Your goal:
Once every line below with "clicks" has been counted, state the total and nothing else.

[Source data]
■ ■ ■ ■ ■ ■ ■
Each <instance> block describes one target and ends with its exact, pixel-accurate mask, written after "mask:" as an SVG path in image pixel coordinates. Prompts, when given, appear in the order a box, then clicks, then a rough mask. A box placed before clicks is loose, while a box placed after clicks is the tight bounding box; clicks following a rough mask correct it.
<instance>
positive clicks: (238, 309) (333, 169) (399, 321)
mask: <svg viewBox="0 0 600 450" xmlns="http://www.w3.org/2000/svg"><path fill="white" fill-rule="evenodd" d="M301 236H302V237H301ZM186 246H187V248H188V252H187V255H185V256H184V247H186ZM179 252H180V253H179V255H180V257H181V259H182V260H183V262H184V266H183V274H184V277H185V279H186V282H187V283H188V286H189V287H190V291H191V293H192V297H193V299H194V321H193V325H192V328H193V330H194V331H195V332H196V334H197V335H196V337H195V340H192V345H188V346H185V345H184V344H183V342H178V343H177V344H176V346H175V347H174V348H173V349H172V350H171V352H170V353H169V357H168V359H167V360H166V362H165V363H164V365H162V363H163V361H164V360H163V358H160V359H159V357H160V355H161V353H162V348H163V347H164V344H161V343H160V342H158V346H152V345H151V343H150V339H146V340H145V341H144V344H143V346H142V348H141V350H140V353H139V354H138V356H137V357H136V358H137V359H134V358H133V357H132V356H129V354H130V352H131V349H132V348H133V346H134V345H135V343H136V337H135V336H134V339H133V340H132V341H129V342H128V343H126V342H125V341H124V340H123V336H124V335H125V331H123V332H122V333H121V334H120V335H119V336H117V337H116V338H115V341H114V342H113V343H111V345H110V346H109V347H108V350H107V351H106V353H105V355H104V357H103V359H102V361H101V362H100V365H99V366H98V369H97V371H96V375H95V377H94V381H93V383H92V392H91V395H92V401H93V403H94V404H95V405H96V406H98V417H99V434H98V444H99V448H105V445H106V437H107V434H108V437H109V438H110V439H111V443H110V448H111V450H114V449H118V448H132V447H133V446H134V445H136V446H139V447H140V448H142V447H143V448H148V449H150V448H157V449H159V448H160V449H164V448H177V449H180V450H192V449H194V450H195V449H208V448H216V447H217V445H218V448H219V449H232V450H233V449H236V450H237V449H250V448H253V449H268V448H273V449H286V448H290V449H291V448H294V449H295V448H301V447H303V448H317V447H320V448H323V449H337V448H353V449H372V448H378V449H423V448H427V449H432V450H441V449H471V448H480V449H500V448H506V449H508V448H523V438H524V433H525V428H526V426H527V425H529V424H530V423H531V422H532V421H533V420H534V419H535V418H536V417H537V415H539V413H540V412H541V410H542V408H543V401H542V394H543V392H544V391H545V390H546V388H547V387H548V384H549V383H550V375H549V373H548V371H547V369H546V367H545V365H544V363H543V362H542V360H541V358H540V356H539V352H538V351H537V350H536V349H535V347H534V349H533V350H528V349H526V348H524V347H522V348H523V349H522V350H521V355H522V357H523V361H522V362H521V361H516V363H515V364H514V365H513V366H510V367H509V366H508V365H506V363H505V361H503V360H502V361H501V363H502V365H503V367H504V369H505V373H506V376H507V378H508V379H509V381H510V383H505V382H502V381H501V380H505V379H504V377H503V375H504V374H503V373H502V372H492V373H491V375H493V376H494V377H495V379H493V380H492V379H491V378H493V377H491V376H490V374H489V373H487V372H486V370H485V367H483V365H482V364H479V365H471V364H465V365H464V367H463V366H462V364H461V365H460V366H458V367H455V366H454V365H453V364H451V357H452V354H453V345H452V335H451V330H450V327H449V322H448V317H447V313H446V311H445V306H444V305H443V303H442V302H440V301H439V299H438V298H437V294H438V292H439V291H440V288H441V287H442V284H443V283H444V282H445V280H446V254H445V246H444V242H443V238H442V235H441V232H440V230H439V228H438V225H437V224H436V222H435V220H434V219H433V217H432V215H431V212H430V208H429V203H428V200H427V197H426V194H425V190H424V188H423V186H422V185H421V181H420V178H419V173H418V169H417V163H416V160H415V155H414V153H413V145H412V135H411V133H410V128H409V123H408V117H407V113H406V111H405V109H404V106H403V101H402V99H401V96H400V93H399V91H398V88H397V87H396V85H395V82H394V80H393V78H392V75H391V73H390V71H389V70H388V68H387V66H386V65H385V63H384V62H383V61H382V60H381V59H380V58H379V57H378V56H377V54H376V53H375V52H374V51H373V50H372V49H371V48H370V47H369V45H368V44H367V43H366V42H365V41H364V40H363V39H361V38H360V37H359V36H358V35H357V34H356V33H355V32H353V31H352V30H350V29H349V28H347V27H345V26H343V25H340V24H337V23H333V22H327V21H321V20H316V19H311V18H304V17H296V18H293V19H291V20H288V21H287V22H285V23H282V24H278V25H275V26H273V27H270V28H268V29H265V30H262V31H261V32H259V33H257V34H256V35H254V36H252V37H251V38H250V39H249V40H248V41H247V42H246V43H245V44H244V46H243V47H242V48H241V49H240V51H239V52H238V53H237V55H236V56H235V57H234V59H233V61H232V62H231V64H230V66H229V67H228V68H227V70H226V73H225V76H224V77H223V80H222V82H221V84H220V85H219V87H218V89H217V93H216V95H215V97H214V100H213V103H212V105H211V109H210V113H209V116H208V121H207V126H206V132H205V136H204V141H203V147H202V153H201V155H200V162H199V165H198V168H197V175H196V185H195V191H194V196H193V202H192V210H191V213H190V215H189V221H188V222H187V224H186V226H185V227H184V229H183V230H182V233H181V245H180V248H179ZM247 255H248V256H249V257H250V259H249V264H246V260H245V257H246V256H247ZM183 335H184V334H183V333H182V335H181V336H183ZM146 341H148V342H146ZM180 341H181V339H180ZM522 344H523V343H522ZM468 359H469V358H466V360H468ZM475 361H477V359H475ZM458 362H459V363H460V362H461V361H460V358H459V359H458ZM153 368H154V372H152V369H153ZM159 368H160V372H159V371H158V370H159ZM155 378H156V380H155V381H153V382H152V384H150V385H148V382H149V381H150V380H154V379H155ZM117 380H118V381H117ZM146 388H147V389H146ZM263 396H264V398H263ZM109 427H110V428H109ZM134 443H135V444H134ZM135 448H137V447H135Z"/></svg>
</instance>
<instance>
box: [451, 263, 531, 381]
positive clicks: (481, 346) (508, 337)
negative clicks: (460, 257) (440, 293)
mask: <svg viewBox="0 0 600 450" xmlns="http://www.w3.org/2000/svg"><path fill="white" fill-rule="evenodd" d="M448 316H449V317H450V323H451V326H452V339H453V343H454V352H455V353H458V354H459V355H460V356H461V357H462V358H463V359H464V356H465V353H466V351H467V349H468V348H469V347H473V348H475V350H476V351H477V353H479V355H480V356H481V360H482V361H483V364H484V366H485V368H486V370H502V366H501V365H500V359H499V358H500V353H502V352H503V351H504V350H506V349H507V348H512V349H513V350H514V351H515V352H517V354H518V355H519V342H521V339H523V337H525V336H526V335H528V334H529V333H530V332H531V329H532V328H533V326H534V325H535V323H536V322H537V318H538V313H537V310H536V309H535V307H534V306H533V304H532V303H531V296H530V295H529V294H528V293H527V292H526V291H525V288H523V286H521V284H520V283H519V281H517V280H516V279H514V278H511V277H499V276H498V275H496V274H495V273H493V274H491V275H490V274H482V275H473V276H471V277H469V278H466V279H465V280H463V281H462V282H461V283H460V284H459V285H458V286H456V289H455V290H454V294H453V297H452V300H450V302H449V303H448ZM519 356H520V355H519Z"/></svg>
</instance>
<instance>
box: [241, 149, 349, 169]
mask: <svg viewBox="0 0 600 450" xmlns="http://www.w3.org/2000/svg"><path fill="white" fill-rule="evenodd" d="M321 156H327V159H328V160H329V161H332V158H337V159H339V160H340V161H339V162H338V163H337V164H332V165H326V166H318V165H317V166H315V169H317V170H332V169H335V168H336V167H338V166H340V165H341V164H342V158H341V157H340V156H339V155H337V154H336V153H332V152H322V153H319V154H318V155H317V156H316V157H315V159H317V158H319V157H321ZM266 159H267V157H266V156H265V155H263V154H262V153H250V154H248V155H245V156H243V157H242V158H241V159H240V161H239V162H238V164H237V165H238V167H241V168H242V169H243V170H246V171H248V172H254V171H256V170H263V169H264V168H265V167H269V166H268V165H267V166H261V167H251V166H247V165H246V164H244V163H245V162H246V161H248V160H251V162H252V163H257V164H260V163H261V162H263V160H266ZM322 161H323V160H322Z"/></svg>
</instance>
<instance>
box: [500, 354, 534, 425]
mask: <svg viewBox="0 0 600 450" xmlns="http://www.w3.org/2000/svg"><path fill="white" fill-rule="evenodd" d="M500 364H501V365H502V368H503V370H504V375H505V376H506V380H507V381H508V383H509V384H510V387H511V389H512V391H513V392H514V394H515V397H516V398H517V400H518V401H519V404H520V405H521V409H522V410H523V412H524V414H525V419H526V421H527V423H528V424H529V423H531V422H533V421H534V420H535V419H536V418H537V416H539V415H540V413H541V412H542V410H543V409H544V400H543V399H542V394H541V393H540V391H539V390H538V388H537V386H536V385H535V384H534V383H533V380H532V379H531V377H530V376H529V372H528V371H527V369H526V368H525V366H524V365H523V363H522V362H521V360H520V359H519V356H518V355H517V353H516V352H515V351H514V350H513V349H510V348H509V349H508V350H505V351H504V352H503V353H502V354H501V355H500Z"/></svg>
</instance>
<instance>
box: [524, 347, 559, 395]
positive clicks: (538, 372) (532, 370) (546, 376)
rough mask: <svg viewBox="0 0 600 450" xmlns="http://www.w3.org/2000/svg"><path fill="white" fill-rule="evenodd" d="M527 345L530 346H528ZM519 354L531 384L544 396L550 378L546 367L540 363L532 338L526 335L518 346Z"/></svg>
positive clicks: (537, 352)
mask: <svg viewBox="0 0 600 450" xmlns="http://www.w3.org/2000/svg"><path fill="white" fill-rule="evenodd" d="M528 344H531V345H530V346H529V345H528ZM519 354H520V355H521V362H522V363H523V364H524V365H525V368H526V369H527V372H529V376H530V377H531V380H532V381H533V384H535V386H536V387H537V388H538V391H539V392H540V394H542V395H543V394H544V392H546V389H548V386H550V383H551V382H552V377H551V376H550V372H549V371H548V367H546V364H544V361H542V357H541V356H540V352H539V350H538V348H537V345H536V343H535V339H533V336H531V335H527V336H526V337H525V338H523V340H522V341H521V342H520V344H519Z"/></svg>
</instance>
■ ■ ■ ■ ■ ■ ■
Response below:
6